§ Extract provided:

Ospreys in Wales

Yesterday, Paul, Lucy and I went on a trip to Wales! The purpose of this trip was to visit the two Welsh Osprey Projects, Dyfi and Glaslyn. So at 05:30 yesterday morning, the three of us set off west! It was a long drive, and there and back in a day made for a very long day, but it was worth it! We arrived in Machynlleth at about 08:30, the sun was just beginning to gain in strength, giving the impression it was going to be a lovely day. We were not due to meet the staff at Dyfi until 10:00, so our first destination was breakfast!

Suitably refreshed, we arrived at the Dyfi Osprey Project in good time. We were greeted by the staff and volunteers, and shown around the reserve by Janine Pannett. The Dyfi Valley is a stunning location, and it was a beautiful day to enjoy the views from the impressive 360° hide. The focus though was of course the Ospreys. The female, 12(10) – a Rutland-fledged bird, was sitting next to the nest, on which were her two youngsters from this year. Her partner, Monty, was also perched nearby. They looked very settled and content, sensibly not moving very much, as the sun was by then rather strong. It was great to see them doing well and looking good.

View from the observatory (photo by Lucy McRobert)

View from the observatory (photo by Lucy McRobert)

§ Excerpted records:
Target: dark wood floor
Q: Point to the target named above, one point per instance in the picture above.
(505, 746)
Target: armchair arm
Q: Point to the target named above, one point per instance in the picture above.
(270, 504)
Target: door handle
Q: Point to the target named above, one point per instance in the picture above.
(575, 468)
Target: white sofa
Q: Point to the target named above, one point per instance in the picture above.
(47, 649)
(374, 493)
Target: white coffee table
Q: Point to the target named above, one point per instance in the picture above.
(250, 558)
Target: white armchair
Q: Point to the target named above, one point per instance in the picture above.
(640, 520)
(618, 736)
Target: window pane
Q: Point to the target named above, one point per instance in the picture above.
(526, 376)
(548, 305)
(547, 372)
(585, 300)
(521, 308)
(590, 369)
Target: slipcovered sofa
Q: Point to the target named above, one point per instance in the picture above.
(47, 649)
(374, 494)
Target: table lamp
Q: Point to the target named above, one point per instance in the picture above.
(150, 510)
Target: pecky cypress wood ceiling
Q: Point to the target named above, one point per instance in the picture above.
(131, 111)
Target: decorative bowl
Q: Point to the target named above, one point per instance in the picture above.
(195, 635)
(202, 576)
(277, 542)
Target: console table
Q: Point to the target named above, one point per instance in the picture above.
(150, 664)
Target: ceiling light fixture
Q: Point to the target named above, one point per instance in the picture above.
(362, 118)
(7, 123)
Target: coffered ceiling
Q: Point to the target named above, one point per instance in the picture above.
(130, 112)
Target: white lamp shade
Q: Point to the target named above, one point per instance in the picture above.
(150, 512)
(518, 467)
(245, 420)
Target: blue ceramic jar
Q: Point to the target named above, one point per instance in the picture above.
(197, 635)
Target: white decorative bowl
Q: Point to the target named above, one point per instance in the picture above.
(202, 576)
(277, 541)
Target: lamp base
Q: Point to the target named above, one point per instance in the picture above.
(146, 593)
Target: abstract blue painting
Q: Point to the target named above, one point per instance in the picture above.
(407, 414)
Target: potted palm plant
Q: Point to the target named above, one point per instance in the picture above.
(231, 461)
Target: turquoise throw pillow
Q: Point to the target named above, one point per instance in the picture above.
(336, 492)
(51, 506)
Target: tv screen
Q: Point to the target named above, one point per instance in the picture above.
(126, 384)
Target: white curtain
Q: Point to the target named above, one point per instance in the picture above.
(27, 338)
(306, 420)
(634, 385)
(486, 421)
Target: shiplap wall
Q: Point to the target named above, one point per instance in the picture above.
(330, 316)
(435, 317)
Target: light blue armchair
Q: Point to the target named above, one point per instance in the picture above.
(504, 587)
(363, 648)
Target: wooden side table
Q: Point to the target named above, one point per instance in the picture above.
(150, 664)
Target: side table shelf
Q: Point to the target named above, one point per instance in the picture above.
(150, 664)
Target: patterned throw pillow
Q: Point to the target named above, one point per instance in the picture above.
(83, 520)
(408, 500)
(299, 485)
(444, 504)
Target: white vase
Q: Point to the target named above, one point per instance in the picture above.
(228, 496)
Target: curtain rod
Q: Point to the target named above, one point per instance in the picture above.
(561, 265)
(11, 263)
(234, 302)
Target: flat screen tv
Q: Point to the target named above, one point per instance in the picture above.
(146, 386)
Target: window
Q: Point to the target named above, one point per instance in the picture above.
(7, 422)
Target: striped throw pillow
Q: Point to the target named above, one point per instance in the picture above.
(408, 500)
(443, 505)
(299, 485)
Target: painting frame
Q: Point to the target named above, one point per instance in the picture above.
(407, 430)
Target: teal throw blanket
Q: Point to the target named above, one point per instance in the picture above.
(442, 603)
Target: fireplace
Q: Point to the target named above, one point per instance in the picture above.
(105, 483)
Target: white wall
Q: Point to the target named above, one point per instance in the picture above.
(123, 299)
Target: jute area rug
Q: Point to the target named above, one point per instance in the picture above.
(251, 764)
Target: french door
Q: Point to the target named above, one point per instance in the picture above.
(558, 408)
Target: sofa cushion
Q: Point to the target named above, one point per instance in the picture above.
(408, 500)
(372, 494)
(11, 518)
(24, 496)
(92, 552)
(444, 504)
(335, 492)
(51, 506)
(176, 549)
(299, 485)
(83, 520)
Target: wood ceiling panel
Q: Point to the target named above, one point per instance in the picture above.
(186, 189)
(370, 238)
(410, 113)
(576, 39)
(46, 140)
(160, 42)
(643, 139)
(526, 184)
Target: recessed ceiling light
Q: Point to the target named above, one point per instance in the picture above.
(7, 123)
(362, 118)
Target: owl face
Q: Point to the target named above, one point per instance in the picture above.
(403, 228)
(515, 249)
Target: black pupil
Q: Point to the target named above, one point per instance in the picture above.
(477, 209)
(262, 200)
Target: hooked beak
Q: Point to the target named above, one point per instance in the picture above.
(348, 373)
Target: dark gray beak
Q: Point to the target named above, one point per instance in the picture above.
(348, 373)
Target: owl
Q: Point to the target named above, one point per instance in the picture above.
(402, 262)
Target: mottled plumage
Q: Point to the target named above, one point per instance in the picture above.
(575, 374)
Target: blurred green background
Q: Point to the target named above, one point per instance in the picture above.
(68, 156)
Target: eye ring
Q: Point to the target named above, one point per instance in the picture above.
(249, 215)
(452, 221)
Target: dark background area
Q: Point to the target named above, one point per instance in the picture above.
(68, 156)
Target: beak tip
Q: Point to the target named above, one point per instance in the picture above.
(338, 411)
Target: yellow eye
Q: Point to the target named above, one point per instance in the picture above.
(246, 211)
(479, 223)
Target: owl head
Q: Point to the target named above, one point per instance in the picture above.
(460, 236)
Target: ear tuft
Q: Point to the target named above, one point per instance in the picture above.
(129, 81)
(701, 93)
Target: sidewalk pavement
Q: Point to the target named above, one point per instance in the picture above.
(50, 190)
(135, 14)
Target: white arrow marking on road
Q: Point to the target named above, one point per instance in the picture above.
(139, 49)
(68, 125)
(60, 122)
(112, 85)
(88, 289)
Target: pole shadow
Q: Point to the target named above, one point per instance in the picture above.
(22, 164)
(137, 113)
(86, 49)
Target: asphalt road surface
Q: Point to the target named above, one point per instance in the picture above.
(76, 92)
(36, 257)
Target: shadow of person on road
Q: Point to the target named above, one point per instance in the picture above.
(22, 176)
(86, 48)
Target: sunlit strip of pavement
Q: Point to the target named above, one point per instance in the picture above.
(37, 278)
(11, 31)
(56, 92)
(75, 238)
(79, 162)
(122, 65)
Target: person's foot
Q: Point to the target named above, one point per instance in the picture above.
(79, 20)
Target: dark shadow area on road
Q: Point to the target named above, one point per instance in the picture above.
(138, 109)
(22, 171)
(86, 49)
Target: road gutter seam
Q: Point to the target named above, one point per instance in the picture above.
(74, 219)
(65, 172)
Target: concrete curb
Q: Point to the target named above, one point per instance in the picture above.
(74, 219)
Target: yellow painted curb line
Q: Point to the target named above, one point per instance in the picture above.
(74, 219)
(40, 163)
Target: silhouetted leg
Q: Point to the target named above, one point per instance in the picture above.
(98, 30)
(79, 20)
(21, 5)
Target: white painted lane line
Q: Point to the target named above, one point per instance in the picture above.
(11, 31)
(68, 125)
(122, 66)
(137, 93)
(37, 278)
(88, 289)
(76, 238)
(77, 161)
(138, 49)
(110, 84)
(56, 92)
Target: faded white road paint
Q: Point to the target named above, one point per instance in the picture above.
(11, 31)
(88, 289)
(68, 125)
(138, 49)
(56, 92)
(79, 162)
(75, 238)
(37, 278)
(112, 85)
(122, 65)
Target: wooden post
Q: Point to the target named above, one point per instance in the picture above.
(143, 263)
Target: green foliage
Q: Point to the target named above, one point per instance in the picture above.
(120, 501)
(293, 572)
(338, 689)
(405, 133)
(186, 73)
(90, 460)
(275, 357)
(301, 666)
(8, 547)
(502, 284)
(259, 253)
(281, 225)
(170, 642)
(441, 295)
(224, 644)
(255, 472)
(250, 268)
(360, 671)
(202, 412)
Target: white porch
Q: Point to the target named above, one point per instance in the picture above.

§ Work to complete:
Answer these questions from the Ospreys in Wales account above.
(a) At what time did the three travelers set off on the morning of the trip?
(b) Who showed them around the reserve at the Dyfi Osprey Project?
(c) What is the name of the partner of the female Osprey 12(10)?

§ Solution to this exercise:
(a) 05:30
(b) Janine Pannett
(c) Monty